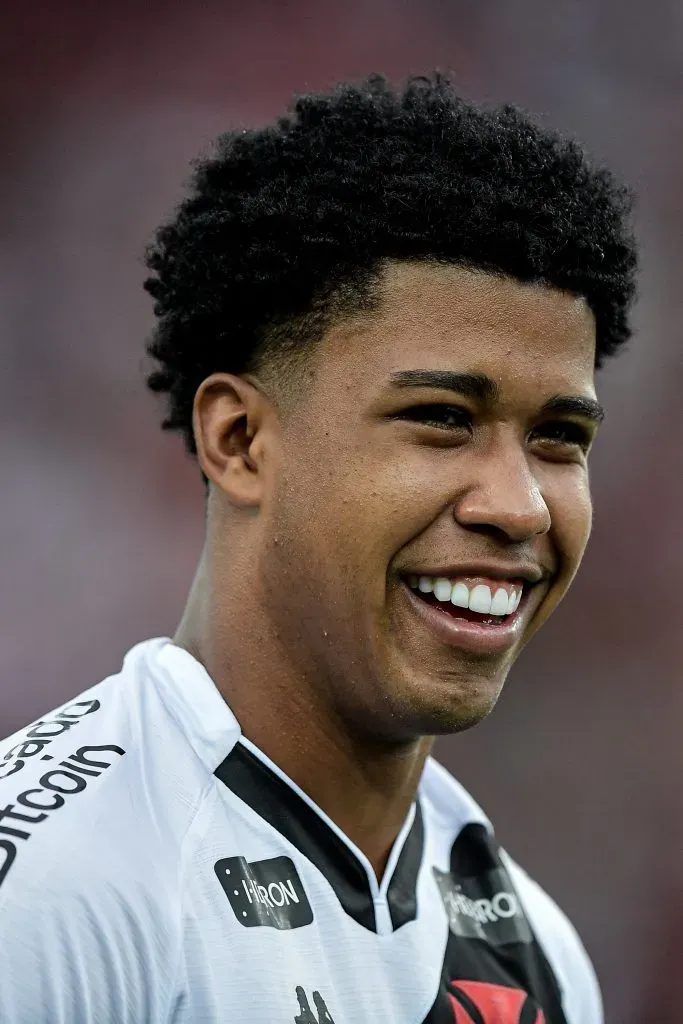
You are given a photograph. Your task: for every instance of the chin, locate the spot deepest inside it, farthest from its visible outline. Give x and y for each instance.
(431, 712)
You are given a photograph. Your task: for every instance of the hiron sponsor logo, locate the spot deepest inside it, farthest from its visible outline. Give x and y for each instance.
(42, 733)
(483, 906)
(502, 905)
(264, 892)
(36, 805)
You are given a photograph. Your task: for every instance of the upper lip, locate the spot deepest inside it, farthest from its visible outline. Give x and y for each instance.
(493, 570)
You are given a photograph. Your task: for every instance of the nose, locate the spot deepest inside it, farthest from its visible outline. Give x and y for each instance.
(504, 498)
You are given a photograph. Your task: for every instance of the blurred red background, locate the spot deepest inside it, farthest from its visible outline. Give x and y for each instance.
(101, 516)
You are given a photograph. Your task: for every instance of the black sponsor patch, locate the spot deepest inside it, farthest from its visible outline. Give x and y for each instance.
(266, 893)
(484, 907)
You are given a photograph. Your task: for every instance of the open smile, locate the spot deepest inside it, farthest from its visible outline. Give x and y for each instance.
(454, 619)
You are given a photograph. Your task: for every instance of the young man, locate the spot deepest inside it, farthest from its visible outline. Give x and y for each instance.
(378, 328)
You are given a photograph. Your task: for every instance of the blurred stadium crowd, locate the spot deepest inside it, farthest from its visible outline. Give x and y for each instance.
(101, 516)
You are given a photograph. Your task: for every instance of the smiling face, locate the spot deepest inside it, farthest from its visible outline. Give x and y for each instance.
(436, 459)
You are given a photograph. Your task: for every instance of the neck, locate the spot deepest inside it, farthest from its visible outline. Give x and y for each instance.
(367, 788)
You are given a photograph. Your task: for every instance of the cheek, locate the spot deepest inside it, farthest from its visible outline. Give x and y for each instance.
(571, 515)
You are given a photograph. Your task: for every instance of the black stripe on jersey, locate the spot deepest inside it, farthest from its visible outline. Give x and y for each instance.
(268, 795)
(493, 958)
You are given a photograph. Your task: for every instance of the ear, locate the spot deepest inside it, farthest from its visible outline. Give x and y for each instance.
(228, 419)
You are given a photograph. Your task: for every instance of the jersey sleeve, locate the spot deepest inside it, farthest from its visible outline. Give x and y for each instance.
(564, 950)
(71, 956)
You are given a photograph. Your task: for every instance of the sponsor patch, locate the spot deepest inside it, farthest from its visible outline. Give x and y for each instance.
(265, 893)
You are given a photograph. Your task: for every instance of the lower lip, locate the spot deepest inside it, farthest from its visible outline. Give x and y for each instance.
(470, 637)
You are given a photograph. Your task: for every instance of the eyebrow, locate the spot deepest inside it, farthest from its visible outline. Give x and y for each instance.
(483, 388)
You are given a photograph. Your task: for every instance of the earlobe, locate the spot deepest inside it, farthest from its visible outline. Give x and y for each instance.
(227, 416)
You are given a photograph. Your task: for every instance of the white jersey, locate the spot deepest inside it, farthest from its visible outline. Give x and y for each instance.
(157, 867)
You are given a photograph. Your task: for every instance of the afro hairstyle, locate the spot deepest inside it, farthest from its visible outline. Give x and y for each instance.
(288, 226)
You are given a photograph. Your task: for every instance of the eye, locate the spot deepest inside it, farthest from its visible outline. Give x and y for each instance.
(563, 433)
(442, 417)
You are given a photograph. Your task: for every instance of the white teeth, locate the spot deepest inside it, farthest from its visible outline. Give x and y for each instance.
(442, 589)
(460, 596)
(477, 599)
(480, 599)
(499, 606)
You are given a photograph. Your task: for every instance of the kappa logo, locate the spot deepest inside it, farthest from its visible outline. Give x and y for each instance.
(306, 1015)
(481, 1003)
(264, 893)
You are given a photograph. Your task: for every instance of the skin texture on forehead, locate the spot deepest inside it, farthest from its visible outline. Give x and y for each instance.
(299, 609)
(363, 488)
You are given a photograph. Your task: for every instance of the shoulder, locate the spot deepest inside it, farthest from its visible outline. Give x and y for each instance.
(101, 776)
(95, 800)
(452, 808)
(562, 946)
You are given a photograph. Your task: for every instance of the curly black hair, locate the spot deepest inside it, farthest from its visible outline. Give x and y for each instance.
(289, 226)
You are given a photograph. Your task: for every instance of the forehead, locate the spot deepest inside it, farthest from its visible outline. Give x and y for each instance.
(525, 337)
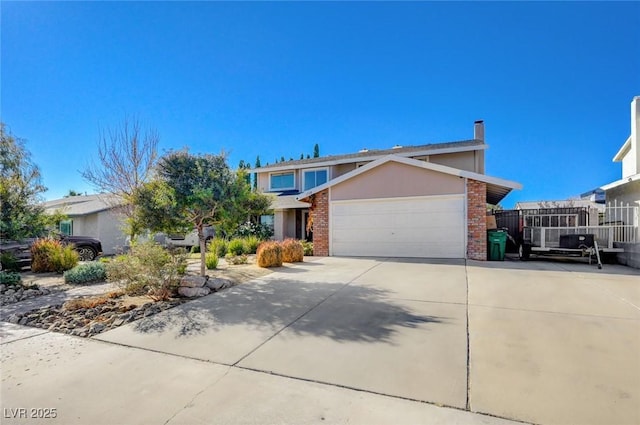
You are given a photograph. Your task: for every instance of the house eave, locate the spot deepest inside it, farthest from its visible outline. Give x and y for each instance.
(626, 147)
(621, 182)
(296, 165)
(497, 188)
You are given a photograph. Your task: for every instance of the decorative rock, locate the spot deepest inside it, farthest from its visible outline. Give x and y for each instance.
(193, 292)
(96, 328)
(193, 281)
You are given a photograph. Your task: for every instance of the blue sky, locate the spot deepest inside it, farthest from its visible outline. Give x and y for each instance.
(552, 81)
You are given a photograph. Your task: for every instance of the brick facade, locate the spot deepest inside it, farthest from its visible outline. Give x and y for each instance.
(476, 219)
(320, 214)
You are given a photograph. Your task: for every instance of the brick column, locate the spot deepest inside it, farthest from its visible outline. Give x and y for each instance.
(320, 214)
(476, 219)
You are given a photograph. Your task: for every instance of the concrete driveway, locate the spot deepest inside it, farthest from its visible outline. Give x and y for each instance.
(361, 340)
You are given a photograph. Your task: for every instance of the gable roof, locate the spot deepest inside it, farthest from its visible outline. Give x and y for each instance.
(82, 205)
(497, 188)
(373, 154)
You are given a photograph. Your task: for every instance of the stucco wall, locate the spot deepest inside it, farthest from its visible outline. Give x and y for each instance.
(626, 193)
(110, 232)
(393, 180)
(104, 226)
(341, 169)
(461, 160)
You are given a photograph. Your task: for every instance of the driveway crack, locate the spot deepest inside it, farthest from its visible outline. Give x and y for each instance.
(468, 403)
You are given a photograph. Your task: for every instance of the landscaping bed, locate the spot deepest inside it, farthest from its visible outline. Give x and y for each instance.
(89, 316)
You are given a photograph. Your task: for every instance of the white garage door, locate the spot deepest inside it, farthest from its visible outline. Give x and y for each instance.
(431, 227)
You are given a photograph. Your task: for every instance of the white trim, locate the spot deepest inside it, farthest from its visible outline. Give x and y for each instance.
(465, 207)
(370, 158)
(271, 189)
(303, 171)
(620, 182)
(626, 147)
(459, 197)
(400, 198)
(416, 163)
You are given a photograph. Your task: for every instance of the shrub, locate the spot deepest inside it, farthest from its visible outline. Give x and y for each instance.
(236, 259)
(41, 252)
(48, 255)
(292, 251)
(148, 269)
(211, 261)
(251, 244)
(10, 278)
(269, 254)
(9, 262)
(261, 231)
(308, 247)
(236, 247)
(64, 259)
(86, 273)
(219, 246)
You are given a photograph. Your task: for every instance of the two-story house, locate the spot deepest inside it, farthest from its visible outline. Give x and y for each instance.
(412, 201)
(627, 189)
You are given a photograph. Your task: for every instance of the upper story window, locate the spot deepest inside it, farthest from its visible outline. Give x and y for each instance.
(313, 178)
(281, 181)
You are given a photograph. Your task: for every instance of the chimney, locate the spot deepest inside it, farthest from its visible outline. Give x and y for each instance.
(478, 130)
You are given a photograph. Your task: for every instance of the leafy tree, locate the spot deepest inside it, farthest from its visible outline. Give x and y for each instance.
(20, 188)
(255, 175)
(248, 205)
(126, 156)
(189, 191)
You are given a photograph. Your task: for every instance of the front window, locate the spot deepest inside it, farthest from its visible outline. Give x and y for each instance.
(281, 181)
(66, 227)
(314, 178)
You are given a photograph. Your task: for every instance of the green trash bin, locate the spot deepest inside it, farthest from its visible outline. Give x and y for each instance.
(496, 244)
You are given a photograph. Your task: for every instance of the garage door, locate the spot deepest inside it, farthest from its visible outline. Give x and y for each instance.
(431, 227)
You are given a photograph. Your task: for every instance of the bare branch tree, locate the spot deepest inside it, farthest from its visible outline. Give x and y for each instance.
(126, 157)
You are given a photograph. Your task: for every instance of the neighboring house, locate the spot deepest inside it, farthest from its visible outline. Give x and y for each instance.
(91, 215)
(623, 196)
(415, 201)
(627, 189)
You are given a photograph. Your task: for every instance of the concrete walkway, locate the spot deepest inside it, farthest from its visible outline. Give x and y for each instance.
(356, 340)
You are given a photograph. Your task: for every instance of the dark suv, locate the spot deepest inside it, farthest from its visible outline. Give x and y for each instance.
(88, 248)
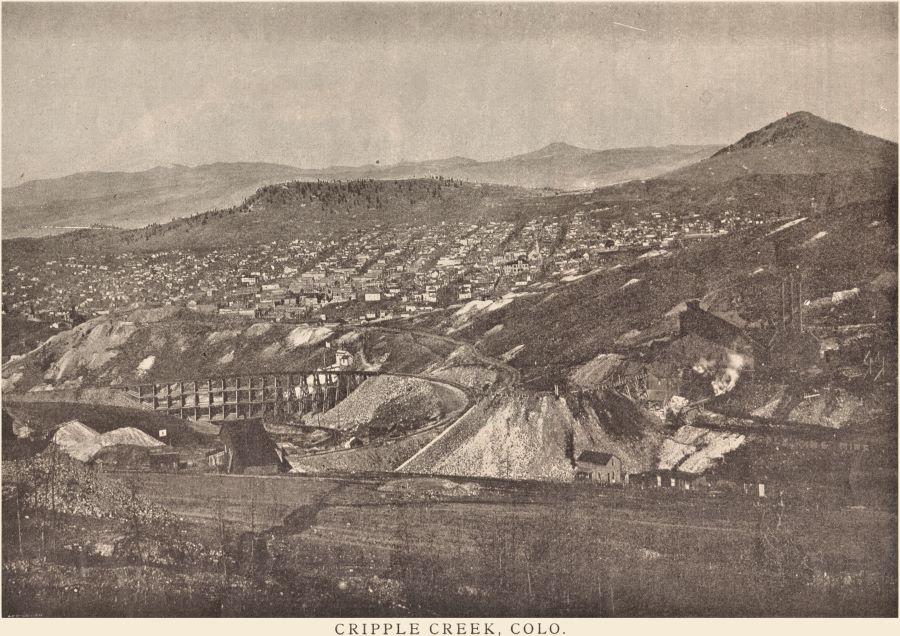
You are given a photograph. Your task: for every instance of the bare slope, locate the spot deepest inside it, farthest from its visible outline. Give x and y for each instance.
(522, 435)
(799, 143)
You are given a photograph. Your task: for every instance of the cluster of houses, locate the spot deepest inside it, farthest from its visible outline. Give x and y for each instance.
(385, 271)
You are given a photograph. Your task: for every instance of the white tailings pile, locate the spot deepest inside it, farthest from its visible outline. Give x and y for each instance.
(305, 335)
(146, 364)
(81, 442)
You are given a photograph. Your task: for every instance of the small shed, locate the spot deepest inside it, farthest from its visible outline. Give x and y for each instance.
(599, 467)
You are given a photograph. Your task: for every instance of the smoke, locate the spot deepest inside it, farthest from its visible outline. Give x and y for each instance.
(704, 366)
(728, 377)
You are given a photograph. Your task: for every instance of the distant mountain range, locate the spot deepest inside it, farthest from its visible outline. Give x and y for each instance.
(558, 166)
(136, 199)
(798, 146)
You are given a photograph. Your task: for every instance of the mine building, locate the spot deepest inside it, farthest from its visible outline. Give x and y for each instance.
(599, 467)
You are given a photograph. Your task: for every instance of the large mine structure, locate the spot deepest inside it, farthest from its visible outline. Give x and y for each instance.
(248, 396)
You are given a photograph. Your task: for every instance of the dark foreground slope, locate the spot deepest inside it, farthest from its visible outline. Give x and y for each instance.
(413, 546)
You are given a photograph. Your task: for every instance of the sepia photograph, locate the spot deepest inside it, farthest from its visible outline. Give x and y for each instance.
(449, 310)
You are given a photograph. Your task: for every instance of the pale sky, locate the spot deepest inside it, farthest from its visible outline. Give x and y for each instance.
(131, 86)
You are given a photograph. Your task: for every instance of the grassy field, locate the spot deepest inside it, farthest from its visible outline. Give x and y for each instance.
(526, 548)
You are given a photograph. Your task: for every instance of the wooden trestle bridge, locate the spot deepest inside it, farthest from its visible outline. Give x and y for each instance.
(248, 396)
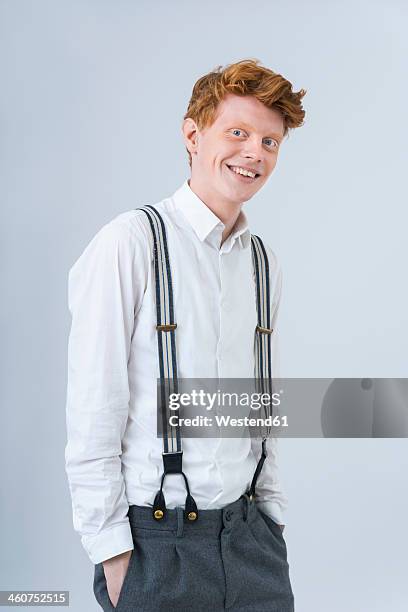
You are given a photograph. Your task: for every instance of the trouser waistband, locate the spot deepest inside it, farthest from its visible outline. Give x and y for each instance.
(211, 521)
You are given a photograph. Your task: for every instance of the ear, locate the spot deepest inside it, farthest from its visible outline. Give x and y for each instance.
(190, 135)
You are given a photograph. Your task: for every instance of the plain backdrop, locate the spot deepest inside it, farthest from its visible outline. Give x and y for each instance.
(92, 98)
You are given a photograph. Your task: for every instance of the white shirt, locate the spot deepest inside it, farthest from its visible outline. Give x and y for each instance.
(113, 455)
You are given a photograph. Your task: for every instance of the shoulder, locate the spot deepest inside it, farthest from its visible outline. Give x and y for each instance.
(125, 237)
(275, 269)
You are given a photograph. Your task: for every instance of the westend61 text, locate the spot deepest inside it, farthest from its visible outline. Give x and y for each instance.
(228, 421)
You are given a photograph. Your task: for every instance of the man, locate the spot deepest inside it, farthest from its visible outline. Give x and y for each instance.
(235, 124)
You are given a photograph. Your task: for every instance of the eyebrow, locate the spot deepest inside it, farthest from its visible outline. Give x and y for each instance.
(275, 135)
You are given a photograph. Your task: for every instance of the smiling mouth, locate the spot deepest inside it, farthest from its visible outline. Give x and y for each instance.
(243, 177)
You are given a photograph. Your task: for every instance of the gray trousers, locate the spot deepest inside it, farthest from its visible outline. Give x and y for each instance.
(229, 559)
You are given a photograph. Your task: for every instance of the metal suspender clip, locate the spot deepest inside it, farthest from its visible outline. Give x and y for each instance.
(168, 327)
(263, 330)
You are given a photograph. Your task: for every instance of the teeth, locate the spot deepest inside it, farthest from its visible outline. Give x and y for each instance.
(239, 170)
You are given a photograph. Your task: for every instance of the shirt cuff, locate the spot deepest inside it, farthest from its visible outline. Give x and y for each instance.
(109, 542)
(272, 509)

--------

Output the line that contains "of the westend61", followed by every later line in the listing, with no line omitted and none added.

You are given a photograph. Your task: for every instance of the westend61 text, locate the spot deepest inside it, farthest from its visible outline. Give x and y for each instance.
(228, 421)
You are given a photograph. Your task: for every instance of the man, locate the spot deepest inside it, farthest from its visible outline. Give x and y for each instance.
(235, 124)
You are given a photograph. Your task: for every instance of the eyebrow, locate the spot deepest inside it, farthest from its visible outline. Give x and y for each instance.
(275, 135)
You are given a photograph. Your task: for every instance of the smiling mouth, locate the spot deepest inside it, farthest from its visible outline. Give x and y for each instance.
(243, 177)
You are given a photograph. Your task: for every instance of the gray trousers, locate the spot deepest inside it, farthest from its visible outline. Give x and y for each instance.
(229, 559)
You are given a photograph. Your task: for every instance of the metal suspender clip, locate the spot deepest inside it, farthest from its visible outline. Give x and y for each instance.
(168, 327)
(263, 330)
You are given a photograph. Your task: for every instance of the teeth, locate the spot deepest inside it, farthest from its visible outline. Give x and y for each instance.
(239, 170)
You are given a photograph. Your task: for every instance of the shirt cuff, locate the spot deepest inside it, farthest from its visible outline. Give x and y for each instance.
(109, 542)
(272, 509)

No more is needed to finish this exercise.